● **Exercise prompt**:
Check each statement against the notes on deep learning with TensorFlow and Pytorch below. Answer yes or no for each, quoting the words from the notes that decide it.
1. Pytorch is good at dynamic modeling.
2. `np.array` is the most common API for creating an N-dimensional array.
3. Mini-batch training is seldom used.

# Basics of Constructing Deep Learning Models with TensorFlow/Pytorch

##  Tensorflow and Pytorch

* Many deep learning libraries have been developed util now: TensorFlow, Pytorch, Caffe, Mxnet, CNTK...
* According to the resent reports, TensorFlow and Pytorch are the most popular libraries in deep learning research.
* TensorFlow is suited to constructing static graph models, while Pytorch is good at dynamic(eager) modeling.
* Though TensorFlow 2.0 will make earger mode be default, and Pytorch 1.0 will include caffe to handle static models,  at this time, we still employ them in the most suitable way separately.


## Tensors

Matrices are not enough in deep learning, since

* one instance may be a 2d-array or over.
    * a sentance: $ \#\left|\{\text{dims of word embedding}\}\right| \times \#\left|\{\text{words of the sentance}\}\right| $
    * a color image: $ \#\left|\text{(R, G, B)}\right| \times \#\left|\{\text{horizontal pixels}\}\right| \times \#\left|\{\text{vertical pixels}\}\right| $
* mini-batch training is used commonly.

In [1]:
import numpy as np

import tensorflow as tf
import torch

### Set environment variables about use of GPUs

In [2]:
import os
os.environ["CUDA_DEVICE_ORDER"] = "PCI_BUS_ID" # so the IDs match nvidia-smi
os.environ["CUDA_VISIBLE_DEVICES"] = "0"       # eg. "0, 1, 2" for multiple

### With Numpy

#### Creation
* `np.array` is the most common API to create an N dimensions(nd-) array.

● **Coordinate labeling data**:
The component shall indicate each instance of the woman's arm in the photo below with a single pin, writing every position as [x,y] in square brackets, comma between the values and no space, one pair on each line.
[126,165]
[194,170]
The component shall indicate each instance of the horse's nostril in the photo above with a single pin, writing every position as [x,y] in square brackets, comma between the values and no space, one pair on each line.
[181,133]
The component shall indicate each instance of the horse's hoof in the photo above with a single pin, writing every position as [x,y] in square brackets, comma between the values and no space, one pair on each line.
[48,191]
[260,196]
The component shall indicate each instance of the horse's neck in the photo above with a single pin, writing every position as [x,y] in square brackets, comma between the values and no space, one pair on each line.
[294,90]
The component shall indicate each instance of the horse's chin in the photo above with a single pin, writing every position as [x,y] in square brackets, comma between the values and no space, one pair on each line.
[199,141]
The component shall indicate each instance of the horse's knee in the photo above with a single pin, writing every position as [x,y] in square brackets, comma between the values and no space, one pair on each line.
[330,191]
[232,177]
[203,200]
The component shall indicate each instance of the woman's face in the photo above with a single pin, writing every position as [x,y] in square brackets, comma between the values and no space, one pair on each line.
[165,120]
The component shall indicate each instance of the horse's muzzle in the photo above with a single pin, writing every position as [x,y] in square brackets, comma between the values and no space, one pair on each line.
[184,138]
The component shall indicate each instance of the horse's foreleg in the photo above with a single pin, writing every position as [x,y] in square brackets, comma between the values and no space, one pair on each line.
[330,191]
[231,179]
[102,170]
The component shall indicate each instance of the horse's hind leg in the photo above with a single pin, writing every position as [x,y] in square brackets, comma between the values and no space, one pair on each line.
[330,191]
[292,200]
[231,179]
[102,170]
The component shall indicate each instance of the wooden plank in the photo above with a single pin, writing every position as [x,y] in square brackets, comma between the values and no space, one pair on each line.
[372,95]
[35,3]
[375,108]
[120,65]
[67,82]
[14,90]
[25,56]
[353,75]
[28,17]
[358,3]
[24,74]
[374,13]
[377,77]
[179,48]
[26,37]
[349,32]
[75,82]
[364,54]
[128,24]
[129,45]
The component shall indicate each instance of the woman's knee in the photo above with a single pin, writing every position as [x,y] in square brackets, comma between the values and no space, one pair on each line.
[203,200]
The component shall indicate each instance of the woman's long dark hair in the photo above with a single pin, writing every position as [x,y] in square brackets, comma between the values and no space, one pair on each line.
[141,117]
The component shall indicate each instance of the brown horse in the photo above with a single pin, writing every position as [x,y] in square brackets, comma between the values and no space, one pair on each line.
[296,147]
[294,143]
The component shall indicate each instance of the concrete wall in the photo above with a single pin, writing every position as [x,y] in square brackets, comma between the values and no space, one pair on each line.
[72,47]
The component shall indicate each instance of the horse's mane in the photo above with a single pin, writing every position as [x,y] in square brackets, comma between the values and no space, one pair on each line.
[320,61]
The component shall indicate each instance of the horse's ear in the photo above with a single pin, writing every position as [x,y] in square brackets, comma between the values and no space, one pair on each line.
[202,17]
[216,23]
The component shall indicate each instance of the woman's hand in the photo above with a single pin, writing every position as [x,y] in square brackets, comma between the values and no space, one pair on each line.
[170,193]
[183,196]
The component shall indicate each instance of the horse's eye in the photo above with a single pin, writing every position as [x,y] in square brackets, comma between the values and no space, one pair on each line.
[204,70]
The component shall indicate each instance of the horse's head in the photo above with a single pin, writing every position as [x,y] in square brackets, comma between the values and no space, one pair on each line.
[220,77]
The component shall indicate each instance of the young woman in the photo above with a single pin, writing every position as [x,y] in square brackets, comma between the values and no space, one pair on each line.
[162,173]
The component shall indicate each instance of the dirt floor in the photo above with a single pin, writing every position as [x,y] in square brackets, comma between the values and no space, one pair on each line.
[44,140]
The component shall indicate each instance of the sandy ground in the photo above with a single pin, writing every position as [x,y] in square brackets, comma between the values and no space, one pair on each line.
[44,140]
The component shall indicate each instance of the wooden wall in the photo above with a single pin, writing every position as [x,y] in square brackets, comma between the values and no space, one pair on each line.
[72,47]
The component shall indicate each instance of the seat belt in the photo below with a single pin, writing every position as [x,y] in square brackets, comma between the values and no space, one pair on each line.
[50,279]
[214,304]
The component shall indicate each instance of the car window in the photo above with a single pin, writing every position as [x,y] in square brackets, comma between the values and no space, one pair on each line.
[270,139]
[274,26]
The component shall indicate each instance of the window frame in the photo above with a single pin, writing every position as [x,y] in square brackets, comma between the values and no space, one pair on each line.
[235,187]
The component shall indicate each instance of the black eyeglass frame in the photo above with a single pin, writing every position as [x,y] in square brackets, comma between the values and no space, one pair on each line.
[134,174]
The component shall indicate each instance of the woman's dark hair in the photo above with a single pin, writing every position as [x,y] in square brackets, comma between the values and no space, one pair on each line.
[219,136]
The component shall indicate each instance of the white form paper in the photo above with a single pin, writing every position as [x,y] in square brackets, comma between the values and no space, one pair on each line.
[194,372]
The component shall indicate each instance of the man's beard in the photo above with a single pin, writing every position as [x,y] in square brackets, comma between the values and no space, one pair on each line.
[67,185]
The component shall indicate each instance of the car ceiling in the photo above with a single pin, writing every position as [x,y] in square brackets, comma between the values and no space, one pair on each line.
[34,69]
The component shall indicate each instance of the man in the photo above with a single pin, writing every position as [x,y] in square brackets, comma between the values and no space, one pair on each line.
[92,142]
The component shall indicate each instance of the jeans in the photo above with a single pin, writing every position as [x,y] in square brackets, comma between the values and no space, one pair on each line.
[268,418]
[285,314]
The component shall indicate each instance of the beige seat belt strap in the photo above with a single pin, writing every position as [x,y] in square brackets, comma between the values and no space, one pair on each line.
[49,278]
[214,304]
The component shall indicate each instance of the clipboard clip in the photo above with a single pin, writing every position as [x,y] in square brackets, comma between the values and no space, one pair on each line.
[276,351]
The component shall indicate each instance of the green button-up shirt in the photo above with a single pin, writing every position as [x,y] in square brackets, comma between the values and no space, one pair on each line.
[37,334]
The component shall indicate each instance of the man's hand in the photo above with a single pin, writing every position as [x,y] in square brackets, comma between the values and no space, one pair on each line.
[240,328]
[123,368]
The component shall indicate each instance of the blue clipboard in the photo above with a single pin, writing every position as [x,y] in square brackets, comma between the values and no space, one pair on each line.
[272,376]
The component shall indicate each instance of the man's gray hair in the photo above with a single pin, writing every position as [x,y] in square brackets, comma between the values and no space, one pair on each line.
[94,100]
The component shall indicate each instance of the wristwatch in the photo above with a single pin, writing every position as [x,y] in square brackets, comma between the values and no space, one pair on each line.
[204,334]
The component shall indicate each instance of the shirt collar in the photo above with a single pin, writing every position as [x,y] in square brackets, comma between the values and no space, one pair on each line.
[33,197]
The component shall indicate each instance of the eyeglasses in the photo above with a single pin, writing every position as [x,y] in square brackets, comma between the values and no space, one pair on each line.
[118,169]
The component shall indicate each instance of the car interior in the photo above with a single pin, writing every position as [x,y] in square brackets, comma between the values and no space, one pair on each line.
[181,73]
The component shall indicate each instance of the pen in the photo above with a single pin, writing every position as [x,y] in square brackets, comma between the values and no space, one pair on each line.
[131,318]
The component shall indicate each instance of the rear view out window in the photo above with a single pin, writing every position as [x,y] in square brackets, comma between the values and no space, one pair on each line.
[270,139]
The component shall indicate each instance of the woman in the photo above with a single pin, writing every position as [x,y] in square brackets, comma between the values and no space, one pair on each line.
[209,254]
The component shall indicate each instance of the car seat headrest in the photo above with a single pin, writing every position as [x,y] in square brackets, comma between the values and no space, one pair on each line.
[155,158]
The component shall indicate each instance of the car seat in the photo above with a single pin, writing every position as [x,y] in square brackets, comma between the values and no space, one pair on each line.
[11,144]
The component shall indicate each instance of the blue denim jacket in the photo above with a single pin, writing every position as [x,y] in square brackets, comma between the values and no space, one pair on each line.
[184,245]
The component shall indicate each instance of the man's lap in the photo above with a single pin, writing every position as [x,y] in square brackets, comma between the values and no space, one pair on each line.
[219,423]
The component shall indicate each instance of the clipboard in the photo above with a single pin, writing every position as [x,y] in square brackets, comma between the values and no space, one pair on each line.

● **Exercise result**:
1. Yes: "TensorFlow is suited to constructing static graph models, while Pytorch is good at dynamic(eager) modeling."
2. Yes: "`np.array` is the most common API to create an N dimensions(nd-) array."
3. No: "mini-batch training is used commonly."